— Supplied text —

○ ○ ○ ○ ○

The use of soybean oil for biodiesel is limited because it is more expensive than animal fat.
“Despite financial difficulties, soybean profitably continues to be fairly good,” the report said.
“Paraguayan producers are quick adopters of new production technologies, specifically biotechnology,” it said. “An estimated 95%-97% of Paraguay soybeans come from biotech varieties.
“Contacts state that producers could achieve cost savings through more efficient applications of fertilizer. However, it is doubtful that producers modify such methods. Financing for inputs is still largely provided by input companies. Producers enter what local contacts describe a “barter-like” arrangement where providers will supply inputs to producers in exchange for a negotiated volume of soybeans. In addition, financing is also available through private banks where all transactions are made in dollars.”
Population: 6,783,272 (July 2015 est.)
Religions: Roman Catholic 89.6%, Protestant 6.2%, other Christian 1.1%, other or unspecified 1.9%, none 1.1% (2002 census).
Location: Central South America, northeast of Argentina, southwest of Brazil.
Government: Presidential republic. Chief of state and head of government: President Horacio Cartes Jara (since Aug. 15, 2013).
Economy: Landlocked Paraguay has a market economy distinguished by a large informal sector, featuring re-export of imported consumer goods to neighboring countries, as well as the activities of thousands of microenterprises and urban street vendors. A large percentage of the population, especially in rural areas, derives its living from agricultural activity, often on a subsistence basis. Because of the importance of the informal sector, accurate economic measures are difficult to obtain. On a per capita basis, real income has stagnated at 1980 levels. The economy grew rapidly between 2003 and 2008 as growing world demand for commodities combined with high prices and favorable weather to support Paraguay’s commodity-based export expansion. Paraguay is the sixth largest soy producer in the world. Drought hit in 2008, reducing agricultural exports and slowing the economy even before the onset of the global recession. The economy fell 3.8% in 2009, as lower world demand and commodity prices caused exports to contract. The government reacted by introducing fiscal and monetary stimulus packages. Growth resumed in 2010, and has been erratic, although positive, ever since. Severe drought and outbreaks of foot-and-mouth disease led to a drop in beef and other agricultural exports. In addition to the agricultural challenges, political uncertainty, corruption, limited progress on structural reform, and deficient infrastructure are the main obstacles to long-term growth
GDP per capita: $8,800 (2015 est.); inflation: 3.4% (2015 est.); unemployment: 5.5% (2015 est.).

○ ○ ○ ○ ○

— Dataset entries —
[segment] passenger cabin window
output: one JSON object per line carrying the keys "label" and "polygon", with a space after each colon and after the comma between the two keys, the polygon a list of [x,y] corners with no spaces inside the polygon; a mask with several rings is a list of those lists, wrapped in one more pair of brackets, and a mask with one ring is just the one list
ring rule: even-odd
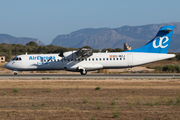
{"label": "passenger cabin window", "polygon": [[21,57],[15,57],[15,58],[13,58],[13,60],[20,61],[22,59],[21,59]]}

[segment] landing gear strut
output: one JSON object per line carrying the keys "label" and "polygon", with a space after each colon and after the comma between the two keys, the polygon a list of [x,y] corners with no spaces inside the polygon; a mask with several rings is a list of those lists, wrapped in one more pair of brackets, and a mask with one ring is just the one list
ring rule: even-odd
{"label": "landing gear strut", "polygon": [[87,71],[86,70],[80,70],[81,75],[86,75]]}
{"label": "landing gear strut", "polygon": [[14,71],[14,75],[17,75],[17,71]]}

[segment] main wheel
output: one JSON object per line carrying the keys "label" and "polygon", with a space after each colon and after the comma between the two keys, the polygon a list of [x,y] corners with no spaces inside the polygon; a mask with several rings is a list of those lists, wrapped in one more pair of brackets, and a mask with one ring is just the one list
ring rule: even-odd
{"label": "main wheel", "polygon": [[81,75],[86,75],[87,71],[86,70],[80,70]]}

○ ○ ○ ○ ○

— Instructions —
(A) Retype the passage from the Paraguay text, starting at "Population: 6,783,272 (July" and ending at "1.1% (2002 census).".
(B) Write what comes next in the text about Paraguay's soybean sector and country profile, picking up after its final line.

— Replies —
(A)
Population: 6,783,272 (July 2015 est.)
Religions: Roman Catholic 89.6%, Protestant 6.2%, other Christian 1.1%, other or unspecified 1.9%, none 1.1% (2002 census).

(B)
Currency: Guarani (PYG): 5,613.45.guaranis equal 1 U.S. dollar (May 19, 2016).
Exports: $8.352 billion (2015 est.): soybeans, livestock feed, cotton, meat, edible oils, wood, leather.
Imports: $9.604 billion (2015 est.): road vehicles, consumer goods, tobacco, petroleum products, electrical machinery, tractors, chemicals, vehicle parts.
Major crops/agricultural products: Cotton, sugarcane, soybeans, corn, wheat, tobacco, cassava (manioc, tapioca), fruits, vegetables; beef, pork, eggs, milk; timber.
Agriculture: 18.9% of GDP and 26.5% of the labor force.
Internet: Code: .py; 1.9 million users.